Work to complete:
Would you transcribe exactly the lines below, starting at the one that contains "Each pair is formatted like [391, 188]." and ending with the last line, both included? Leave out all other lines.

Dataset extract:
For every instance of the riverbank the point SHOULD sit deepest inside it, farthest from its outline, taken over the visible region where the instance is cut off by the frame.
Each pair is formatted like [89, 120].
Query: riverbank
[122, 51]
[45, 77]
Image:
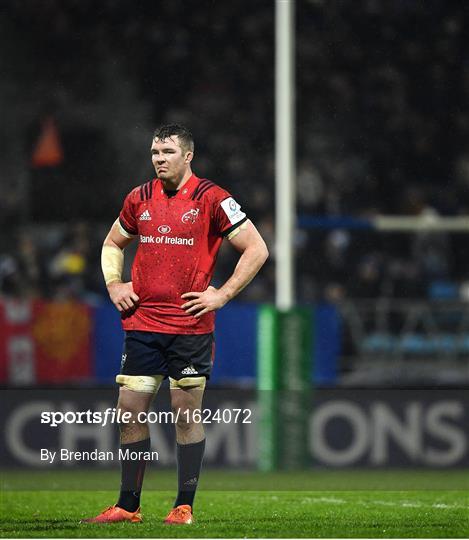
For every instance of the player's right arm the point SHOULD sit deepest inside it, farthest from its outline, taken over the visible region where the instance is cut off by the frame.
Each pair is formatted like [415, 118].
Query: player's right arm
[121, 294]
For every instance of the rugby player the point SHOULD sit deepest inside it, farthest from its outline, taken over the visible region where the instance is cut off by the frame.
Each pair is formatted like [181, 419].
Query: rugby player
[168, 307]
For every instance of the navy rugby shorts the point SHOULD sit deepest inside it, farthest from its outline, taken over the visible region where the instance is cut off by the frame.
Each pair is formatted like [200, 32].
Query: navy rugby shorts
[173, 355]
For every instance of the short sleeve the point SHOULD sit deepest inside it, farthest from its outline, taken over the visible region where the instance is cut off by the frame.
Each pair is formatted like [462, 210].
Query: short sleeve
[227, 214]
[127, 217]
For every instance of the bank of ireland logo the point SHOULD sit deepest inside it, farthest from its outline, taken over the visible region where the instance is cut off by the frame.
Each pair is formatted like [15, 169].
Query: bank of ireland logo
[190, 216]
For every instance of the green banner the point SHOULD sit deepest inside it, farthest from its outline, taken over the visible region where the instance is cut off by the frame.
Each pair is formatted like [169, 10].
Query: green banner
[283, 381]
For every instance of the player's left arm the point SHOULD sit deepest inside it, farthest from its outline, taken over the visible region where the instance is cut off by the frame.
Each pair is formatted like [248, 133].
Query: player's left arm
[254, 253]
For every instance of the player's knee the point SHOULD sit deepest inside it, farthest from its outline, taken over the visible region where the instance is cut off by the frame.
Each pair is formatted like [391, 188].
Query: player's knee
[187, 383]
[140, 383]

Expected answer:
Each pair is formatted like [391, 188].
Query: player's knee
[187, 383]
[140, 383]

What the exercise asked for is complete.